▶ [CHALLENGE] Please reproduce the material word for word, starting from its first line and continuing through the line that contains "column 428, row 207", with both ends included. Leave the pictures out of your reproduction.

Records excerpted from a collection
★ ★ ★ ★ ★ ★ ★

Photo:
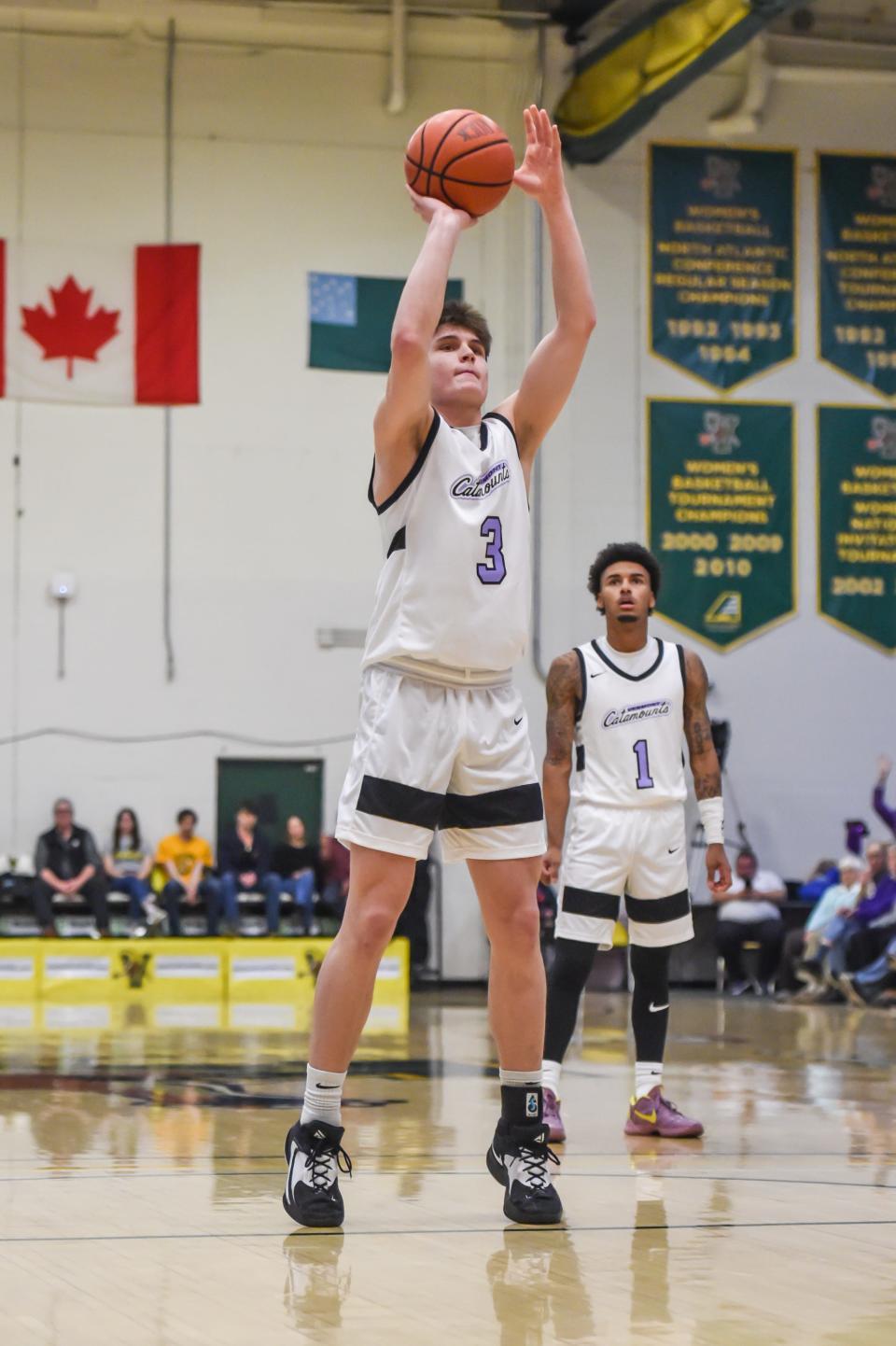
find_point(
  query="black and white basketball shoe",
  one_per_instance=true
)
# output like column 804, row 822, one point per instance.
column 315, row 1157
column 518, row 1159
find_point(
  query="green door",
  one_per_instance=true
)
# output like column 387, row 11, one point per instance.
column 277, row 788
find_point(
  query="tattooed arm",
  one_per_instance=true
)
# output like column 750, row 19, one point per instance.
column 564, row 696
column 704, row 764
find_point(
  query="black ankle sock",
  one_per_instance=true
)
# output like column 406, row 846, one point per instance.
column 521, row 1104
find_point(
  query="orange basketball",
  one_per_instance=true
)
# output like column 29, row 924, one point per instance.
column 462, row 158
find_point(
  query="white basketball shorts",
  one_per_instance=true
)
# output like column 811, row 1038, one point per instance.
column 453, row 758
column 637, row 853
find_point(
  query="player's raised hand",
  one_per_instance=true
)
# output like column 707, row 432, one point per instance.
column 718, row 868
column 541, row 173
column 428, row 207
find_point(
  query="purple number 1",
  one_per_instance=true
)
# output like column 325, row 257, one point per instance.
column 643, row 779
column 493, row 569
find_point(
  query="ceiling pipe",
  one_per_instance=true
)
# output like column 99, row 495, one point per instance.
column 397, row 100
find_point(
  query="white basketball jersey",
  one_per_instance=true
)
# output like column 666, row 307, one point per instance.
column 628, row 731
column 455, row 585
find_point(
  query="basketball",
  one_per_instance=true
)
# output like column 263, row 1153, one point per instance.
column 462, row 158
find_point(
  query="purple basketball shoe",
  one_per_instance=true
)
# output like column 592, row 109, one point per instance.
column 655, row 1116
column 551, row 1116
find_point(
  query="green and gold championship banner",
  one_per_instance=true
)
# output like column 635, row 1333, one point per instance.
column 720, row 501
column 857, row 267
column 857, row 521
column 721, row 260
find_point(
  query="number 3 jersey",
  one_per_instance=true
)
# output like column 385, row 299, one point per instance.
column 628, row 731
column 455, row 585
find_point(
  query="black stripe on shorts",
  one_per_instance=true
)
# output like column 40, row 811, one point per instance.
column 496, row 807
column 399, row 803
column 582, row 902
column 658, row 910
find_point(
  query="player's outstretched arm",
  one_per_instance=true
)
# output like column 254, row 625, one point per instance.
column 553, row 366
column 707, row 773
column 404, row 416
column 564, row 696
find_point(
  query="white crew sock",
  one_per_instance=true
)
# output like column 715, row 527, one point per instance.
column 551, row 1075
column 323, row 1096
column 648, row 1073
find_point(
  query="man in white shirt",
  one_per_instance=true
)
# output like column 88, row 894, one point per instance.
column 749, row 910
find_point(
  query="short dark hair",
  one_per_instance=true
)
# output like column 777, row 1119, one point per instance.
column 118, row 829
column 623, row 552
column 457, row 313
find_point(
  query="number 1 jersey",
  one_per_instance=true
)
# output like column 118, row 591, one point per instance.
column 628, row 731
column 455, row 584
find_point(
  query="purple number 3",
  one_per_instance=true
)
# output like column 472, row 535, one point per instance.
column 493, row 569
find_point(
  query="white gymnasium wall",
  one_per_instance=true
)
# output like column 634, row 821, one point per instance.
column 286, row 161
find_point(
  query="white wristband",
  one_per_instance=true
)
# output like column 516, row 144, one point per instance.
column 712, row 815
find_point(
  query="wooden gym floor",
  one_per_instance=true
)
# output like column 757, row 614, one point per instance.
column 142, row 1170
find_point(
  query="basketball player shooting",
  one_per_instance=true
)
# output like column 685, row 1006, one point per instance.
column 623, row 703
column 441, row 739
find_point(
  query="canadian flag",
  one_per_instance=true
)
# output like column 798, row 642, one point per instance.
column 100, row 325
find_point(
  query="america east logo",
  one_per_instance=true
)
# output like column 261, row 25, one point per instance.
column 721, row 176
column 469, row 487
column 720, row 432
column 883, row 436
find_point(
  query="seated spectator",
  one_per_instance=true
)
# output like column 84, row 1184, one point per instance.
column 801, row 960
column 857, row 940
column 881, row 809
column 296, row 863
column 332, row 876
column 128, row 864
column 876, row 981
column 749, row 910
column 188, row 862
column 245, row 867
column 67, row 863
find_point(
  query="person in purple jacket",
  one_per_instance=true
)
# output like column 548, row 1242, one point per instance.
column 881, row 807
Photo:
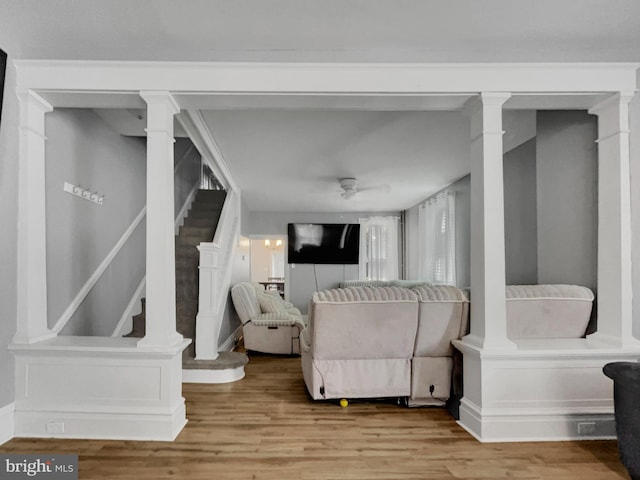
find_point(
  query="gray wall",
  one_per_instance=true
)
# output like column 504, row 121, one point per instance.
column 462, row 189
column 567, row 198
column 83, row 150
column 304, row 279
column 241, row 273
column 520, row 215
column 8, row 233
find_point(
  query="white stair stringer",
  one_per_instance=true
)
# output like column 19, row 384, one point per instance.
column 216, row 266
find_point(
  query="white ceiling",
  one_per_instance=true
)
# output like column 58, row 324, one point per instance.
column 289, row 157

★ ★ ★ ★ ★ ★ ★

▶ [ANSWER]
Photo:
find_point(
  query="black and white basketball shoe",
  one_per_instance=true
)
# output like column 804, row 822, one point per instance.
column 315, row 1157
column 518, row 1159
find_point(
  query="green door",
  one_per_instance=true
)
# output like column 387, row 11, one point per instance.
column 277, row 788
find_point(
  query="tattooed arm",
  one_per_instance=true
)
# output like column 750, row 19, one point per instance.
column 564, row 696
column 704, row 764
find_point(
  query="black ankle sock",
  one_per_instance=true
)
# output like column 406, row 846, one point per instance.
column 521, row 1104
find_point(
  query="orange basketball",
  one_per_instance=true
)
# output like column 29, row 924, one point per instance.
column 462, row 158
find_point(
  query="white basketball shorts",
  one_per_instance=true
)
# output like column 811, row 1038, one point per instance.
column 453, row 758
column 637, row 853
find_point(
  query="player's raised hand",
  one_per_instance=true
)
# output like column 707, row 432, one point per instance.
column 718, row 868
column 541, row 173
column 428, row 207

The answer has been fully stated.